Yapılacak iş: Lütfen Osmanlı burjuvazisinin siyasi ve ideolojik alandaki rolünü anlatan metni son cümlesinden sonra sürdürün.

Siyasi, İdeolojik Alanda Burjuvazi: 20. yüzyıl başlarında hemen hemen bütün siyasi ve ideolojik olaylara Osmanlı burjuvazisi damgasını vurdu. Örneğin İttihat ve Terakki subayların kurduğu bir cunta örgütlenmesi değil, tüm Osmanlı burjuvazisini (Müslüman, Rum, Ermeni, Yahudi vs.) temsil eden, kapitalist bir program ve tüzüğe sahip olan, askerleri de örgütlemiş bir örgüttü. 1908 devrimi tüm Osmanlı burjuvazisinin ittifak halinde gerçekleştirdiği burjuva demokratik bir devrimdi. O dönemde kurulan, İttihat ve Terakki, Ahrar Fırkası, Hürriyet ve İtilaf Fırkası, Osmanlı Demokrat Fırkası, Hürriyetperveran Fırkası, Milli Meşrutiyet Fırkası gibi siyasi partiler, burjuvazinin farklı siyasi eğilimlerini temsil ediyorlardı. Siyasi partiler kapitalizme özgü siyasi kurumlardır. Bu partiler tarafından savunulan devletçilik, liberalizm, merkeziyetçilik, federalizm, Osmanlıcılık, Türkçülük, Osmanlı burjuvazisi içinde farklı ideolojik yaklaşımları ifade ediyordu. 1908 devrimi ile birlikte örgütlü olarak ortaya çıkan Osmanlı İslamcı hareketi de burjuva bir hareketti ve bunlar genel olarak İttihatçıydılar. Seçimle oluşan parlamento kapitalizme özgü bir kurumdu. Parlamentonun sosyalizme karşı düşmanca tavrı, Tatil-i Eşgal Kanunu ve Cemiyetler Kanunu ile işçilerin sendikalaşmasını yasaklaması onun burjuva karakterini gösteriyordu.
1908 Devrimi’nin sloganı “Hürriyet, Müsavat (eşitlik), Uhuvvet (kardeşlik)” Fransız devriminden alınmaydı. Avrupa’da olup ta Osmanlı’da karşılık bulmayan hiçbir ideolojik akım (sosyalizm ve feminizm dahil) yoktu. Çünkü bunların sınıfsal zemini Osmanlı’da vardı.

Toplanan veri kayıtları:
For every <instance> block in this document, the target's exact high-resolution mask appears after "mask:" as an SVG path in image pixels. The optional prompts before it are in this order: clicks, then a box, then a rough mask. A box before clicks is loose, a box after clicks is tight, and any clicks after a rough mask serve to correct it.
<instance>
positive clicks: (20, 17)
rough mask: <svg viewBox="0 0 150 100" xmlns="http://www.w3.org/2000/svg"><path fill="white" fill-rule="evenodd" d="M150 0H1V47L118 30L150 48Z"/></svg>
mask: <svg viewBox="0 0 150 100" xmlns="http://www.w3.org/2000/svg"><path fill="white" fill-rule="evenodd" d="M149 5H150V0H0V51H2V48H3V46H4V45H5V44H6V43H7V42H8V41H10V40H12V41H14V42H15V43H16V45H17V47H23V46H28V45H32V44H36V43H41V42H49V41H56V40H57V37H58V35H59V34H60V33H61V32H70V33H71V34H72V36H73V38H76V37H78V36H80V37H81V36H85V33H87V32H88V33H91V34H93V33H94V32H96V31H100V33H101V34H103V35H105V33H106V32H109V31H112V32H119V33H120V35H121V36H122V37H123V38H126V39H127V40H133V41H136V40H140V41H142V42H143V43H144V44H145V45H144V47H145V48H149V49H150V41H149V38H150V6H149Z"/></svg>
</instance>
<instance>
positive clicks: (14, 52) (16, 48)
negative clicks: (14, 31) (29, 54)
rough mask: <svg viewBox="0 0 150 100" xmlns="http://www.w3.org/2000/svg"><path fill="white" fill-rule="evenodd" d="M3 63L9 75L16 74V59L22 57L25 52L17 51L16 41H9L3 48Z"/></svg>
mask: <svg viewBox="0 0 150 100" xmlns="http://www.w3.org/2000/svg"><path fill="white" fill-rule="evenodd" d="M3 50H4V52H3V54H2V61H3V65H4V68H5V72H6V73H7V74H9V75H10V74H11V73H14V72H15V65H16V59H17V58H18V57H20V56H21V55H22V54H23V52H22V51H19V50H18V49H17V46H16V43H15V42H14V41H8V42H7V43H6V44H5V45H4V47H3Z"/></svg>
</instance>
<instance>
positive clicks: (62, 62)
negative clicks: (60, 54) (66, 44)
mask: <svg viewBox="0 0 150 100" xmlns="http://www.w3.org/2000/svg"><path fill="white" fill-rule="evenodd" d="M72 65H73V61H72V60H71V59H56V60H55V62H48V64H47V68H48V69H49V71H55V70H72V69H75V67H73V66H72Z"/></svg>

Görev yanıtı:
O dönemde dünyada genel hava burjuva demokratik devrimlerden yana esiyordu ve bu genel havaya uygun biçimde, Osmanlı aydınlarının büyük çoğunluğu burjuva parlamenter sistem ve kapitalizm yanlısıydı, burjuvazinin gönüllü sözcüsüydü.
Böylesine bir siyasi ve ideolojik üst yapının, sivil-asker bürokrasi tarafından imal edildiğini, burjuva sınıfı ile ilgisi olmadığını ileri sürmek ciddiyetle bağdaşmaz.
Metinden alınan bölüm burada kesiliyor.